* [Problem]:
Extend the passage below on finding free fertilizer, picking up after its final sentence.

* [Excerpted passage]:
━━━━

Free fertilizer is all around us, literally. The air we breath is 78 percent nitrogen, which is one of the most important elements plants need. However, legumes are the only plants able to use the nitrogen in the atmosphere. The other plants need nitrogen in another form in the soil. Legumes will leave some nitrogen in the soil for other plants. When plants die (either on top of the soil or in the soil) the nitrogen they collected during their lifetime enriches the returns. Animals also return nitrogen to the soil when they die and through their excrement.
All you need to do to find free fertilizer is to become an organic scavenger. It may not always be obvious where organic material that others don't want can be found. A good scavenger will think about the source. Someone who has a horse has organic waste, for example. I approached a man who lived just a mile away from me and asked what he did with his horse manure. Since he had hay fields I thought he probably spread it, but it cost nothing to ask. It turned out he took the manure to the dump. I was much closer. He started delivering it. I sure was sorry when he got rid of the horse.

━━━━

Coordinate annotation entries
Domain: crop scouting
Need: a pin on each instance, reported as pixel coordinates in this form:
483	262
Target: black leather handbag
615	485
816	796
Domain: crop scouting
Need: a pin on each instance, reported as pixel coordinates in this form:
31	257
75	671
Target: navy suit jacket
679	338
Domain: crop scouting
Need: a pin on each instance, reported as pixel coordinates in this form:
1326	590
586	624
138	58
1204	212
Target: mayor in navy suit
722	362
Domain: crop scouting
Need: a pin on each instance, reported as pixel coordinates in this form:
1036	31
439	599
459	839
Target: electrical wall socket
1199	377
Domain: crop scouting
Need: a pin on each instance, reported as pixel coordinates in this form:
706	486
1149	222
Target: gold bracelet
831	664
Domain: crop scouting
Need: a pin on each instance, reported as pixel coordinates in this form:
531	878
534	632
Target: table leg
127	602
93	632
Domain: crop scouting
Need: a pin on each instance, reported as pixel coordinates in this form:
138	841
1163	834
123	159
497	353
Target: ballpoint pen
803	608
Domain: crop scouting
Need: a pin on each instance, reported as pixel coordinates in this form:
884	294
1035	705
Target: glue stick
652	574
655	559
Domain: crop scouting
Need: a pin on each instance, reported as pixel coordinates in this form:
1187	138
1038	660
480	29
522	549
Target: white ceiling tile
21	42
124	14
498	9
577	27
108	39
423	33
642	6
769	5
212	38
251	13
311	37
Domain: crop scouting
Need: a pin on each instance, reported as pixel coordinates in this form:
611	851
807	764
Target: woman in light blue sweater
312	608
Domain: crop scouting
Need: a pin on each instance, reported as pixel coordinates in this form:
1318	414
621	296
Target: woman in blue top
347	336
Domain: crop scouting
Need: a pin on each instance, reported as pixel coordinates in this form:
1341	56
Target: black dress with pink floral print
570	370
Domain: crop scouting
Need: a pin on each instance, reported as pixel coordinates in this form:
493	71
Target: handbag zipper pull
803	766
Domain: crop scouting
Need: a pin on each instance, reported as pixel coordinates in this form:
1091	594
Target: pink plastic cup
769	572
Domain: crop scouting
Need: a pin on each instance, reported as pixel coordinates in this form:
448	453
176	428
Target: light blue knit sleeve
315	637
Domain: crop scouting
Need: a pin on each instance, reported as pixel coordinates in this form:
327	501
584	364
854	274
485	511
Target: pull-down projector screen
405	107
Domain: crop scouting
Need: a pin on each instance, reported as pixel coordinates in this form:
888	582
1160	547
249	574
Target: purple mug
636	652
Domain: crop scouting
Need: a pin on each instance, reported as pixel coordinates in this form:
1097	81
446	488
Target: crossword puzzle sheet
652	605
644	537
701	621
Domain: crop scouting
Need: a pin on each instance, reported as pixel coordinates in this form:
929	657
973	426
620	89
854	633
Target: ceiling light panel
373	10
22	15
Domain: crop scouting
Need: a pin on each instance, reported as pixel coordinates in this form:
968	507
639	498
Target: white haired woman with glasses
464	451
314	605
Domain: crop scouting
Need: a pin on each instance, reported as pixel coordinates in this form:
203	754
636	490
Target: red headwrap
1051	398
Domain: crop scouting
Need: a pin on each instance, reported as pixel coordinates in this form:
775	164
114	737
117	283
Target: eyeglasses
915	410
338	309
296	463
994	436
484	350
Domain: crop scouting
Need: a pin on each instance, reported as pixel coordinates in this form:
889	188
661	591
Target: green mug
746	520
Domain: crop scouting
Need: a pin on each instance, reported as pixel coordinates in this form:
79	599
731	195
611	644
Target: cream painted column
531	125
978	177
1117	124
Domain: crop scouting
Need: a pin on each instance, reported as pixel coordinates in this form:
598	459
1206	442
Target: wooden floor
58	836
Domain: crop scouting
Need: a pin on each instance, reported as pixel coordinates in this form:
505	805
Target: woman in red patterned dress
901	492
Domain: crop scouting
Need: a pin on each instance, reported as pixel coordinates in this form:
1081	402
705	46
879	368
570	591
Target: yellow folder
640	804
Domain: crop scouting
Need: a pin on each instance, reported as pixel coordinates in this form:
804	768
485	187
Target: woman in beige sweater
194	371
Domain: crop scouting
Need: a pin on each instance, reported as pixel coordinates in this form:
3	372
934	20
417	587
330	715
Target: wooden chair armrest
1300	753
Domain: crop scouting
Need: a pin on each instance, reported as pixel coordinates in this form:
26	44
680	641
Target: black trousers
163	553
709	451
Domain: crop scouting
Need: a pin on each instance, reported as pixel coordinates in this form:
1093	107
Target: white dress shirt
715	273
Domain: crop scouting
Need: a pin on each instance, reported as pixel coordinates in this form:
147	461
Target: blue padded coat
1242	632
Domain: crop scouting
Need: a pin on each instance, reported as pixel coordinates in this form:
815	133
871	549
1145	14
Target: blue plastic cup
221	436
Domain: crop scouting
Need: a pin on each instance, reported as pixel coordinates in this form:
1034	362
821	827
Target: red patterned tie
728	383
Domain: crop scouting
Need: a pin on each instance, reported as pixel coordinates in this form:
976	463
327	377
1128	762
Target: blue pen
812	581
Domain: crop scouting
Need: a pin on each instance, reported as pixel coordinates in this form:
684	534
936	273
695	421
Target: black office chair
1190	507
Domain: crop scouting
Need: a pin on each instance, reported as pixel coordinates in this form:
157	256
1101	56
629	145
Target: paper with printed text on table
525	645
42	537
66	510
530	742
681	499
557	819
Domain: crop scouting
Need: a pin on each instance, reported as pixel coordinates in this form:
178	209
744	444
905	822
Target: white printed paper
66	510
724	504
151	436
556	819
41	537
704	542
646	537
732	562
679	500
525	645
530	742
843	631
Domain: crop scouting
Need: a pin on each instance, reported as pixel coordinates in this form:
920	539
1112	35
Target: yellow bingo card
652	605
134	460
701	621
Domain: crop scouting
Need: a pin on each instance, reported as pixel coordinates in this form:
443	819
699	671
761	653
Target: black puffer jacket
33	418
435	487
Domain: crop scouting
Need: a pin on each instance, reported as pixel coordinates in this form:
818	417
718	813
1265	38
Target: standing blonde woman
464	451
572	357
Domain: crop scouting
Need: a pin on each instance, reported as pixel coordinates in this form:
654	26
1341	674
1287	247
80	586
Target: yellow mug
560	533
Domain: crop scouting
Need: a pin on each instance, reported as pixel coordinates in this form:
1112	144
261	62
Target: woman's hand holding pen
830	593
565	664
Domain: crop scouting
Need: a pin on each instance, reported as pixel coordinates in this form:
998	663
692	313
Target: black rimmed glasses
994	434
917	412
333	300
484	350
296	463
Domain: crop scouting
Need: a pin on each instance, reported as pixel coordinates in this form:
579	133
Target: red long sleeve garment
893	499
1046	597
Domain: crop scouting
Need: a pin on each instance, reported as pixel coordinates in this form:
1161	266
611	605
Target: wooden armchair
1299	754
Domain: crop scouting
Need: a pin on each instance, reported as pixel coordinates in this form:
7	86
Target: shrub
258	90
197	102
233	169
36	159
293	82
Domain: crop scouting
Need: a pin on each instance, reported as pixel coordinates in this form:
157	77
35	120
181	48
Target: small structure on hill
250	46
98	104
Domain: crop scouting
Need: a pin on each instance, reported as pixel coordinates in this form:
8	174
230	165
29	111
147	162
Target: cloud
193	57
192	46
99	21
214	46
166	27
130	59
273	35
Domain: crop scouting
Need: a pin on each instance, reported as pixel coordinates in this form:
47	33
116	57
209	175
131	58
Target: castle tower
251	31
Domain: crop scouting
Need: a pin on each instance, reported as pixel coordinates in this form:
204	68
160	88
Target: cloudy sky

━━━━

* [Result]:
Living in a coastal community where the tourists hate the smell of seaweed, I knew that the town raked seaweed off the beaches in the summer. Where did it go? I found that it went to the landfill where they buried it at the end of the day. Would they put it off to the side where farmers and gardeners could have access to it? Sure. Not only did I have it collected for me and brought half the way closer to my house, but when I went to get a load the dump attendant with the front-end loader filled me up. In one summer I spread seaweed over three acres of land.